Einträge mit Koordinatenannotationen
§
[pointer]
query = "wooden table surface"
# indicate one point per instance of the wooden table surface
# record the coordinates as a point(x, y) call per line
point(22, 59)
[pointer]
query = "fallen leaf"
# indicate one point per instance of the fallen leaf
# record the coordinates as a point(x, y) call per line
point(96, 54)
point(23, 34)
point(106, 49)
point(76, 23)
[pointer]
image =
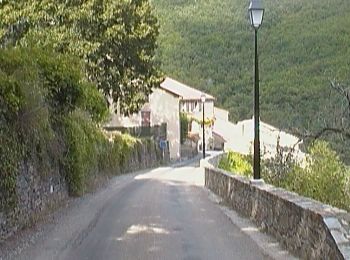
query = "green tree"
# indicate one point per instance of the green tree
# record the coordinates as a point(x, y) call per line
point(115, 39)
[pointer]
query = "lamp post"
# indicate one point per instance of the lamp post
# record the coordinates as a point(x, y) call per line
point(256, 14)
point(203, 144)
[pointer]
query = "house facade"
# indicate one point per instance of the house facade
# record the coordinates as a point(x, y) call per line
point(164, 106)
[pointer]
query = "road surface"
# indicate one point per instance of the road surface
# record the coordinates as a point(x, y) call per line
point(163, 213)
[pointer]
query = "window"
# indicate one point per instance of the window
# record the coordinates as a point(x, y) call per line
point(146, 118)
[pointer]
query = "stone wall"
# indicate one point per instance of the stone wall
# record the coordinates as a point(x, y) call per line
point(39, 193)
point(309, 229)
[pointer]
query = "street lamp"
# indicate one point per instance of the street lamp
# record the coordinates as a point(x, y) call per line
point(256, 14)
point(203, 144)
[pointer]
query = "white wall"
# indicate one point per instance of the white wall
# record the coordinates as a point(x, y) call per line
point(221, 113)
point(165, 109)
§
Ordne sämtliche Zeilen der Daten oben als JSON-Liste von Zeichenketten an, eine Zeichenkette je Zeile und ohne Leerzeilen. Lass die Bilder dabei weg.

**Gelöste Aufgabe:**
[
  "[pointer]",
  "query = \"wooden table surface\"",
  "# indicate one point per instance of the wooden table surface",
  "# record the coordinates as a point(x, y) call per line",
  "point(22, 59)",
  "[pointer]",
  "query = \"fallen leaf\"",
  "# indicate one point per instance of the fallen leaf",
  "# record the coordinates as a point(x, y) call per line",
  "point(96, 54)",
  "point(23, 34)",
  "point(106, 49)",
  "point(76, 23)",
  "[pointer]",
  "image =",
  "query = \"green tree\"",
  "# indicate one point per instance of the green tree",
  "# record the coordinates as a point(x, y) call per line",
  "point(115, 39)",
  "[pointer]",
  "query = \"lamp post\"",
  "# indicate one point per instance of the lamp post",
  "# record the coordinates as a point(x, y) call per line",
  "point(256, 14)",
  "point(203, 144)",
  "[pointer]",
  "query = \"house facade\"",
  "# indicate one point per instance of the house facade",
  "# record the coordinates as a point(x, y) call per line",
  "point(164, 106)",
  "[pointer]",
  "query = \"road surface\"",
  "# indicate one point per instance of the road surface",
  "# record the coordinates as a point(x, y) call per line",
  "point(163, 213)",
  "[pointer]",
  "query = \"window\"",
  "# indicate one point per instance of the window",
  "# record the coordinates as a point(x, y) call per line",
  "point(146, 118)",
  "[pointer]",
  "query = \"stone wall\"",
  "# indicate one point per instance of the stone wall",
  "# record the coordinates as a point(x, y) call per line",
  "point(39, 193)",
  "point(309, 229)",
  "[pointer]",
  "query = \"street lamp\"",
  "# indicate one point per instance of the street lamp",
  "# record the coordinates as a point(x, y) call per line",
  "point(256, 14)",
  "point(203, 144)",
  "[pointer]",
  "query = \"white wall\"",
  "# indicate one point per instance of the white wall",
  "# record the coordinates as a point(x, y) call per line",
  "point(221, 113)",
  "point(165, 109)"
]